:: Required work ::
Rewrite the records from the line containing "Vision module – locates any bride" through the end of the records, substituting "enclosing rectangle" for "bounding box" and keeping everything else the same.

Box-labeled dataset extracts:

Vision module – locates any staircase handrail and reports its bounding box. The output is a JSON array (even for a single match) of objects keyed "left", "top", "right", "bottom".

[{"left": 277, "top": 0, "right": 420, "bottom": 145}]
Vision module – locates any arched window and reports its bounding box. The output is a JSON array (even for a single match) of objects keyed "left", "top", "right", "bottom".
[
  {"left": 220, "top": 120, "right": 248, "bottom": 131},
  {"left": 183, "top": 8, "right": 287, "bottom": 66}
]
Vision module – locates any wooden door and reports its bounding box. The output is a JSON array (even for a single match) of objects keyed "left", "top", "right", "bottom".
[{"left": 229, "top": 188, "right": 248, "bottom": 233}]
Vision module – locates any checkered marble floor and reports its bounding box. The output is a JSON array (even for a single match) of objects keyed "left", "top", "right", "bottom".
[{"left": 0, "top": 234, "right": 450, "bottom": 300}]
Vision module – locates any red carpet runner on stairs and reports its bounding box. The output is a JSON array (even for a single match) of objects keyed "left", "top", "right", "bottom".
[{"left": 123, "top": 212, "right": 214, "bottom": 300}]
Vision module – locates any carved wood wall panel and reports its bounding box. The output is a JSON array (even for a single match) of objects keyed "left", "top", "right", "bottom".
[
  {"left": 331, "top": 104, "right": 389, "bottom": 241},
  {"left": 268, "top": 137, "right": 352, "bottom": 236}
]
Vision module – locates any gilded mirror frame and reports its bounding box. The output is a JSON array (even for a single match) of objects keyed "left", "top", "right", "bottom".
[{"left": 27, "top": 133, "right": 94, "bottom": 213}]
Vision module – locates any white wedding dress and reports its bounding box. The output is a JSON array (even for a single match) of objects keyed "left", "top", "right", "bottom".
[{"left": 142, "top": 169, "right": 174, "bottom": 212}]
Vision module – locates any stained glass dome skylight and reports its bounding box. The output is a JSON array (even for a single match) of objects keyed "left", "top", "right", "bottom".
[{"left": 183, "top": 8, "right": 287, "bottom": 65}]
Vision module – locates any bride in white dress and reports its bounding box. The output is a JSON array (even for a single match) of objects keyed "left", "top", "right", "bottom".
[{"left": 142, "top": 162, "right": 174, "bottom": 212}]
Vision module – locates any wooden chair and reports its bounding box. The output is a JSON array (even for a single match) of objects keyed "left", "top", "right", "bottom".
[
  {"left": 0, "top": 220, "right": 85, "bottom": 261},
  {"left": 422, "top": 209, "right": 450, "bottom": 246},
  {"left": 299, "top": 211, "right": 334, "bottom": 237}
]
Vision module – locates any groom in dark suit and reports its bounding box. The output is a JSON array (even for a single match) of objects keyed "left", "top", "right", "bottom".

:: Finished task ::
Vision module – locates any bride in white dress and reports its enclosing rectangle. The output is a JSON array (even for a single match) of objects keyed "left", "top", "right", "bottom".
[{"left": 142, "top": 162, "right": 174, "bottom": 212}]
Vision module – locates any wooden chair and reports its enclosing rectangle. The output is a JSON array (even for a single match) of objects keyed "left", "top", "right", "bottom".
[
  {"left": 0, "top": 220, "right": 85, "bottom": 261},
  {"left": 422, "top": 209, "right": 450, "bottom": 246},
  {"left": 299, "top": 211, "right": 334, "bottom": 237}
]
Vision module – locates any groom in dark suit and reports its enclosing rectangle. The output is a JSON array (even for a single match) of objects keyed "left", "top", "right", "bottom".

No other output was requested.